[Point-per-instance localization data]
===============

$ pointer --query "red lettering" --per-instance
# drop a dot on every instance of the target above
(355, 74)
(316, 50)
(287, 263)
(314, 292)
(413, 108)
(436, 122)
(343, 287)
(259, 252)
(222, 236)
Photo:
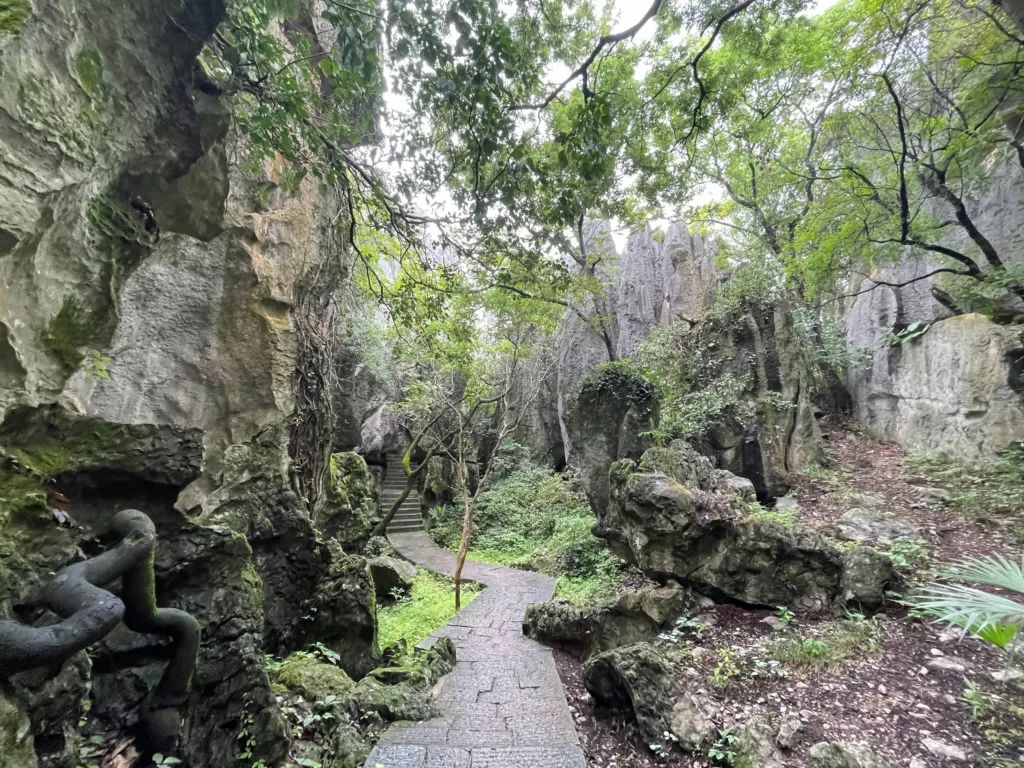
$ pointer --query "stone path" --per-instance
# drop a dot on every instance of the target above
(503, 706)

===============

#### Exercise instructions:
Pictures are not part of the copy. Return every record exactly.

#### Task solution:
$ pointer --query "red lettering" --per-instance
# drop a dot on every instance of the target above
(355, 74)
(316, 50)
(287, 263)
(314, 292)
(413, 108)
(436, 122)
(343, 287)
(259, 252)
(222, 236)
Photo:
$ pointer --query "stone path" --per-instance
# drop a dot on every instance of the target above
(503, 706)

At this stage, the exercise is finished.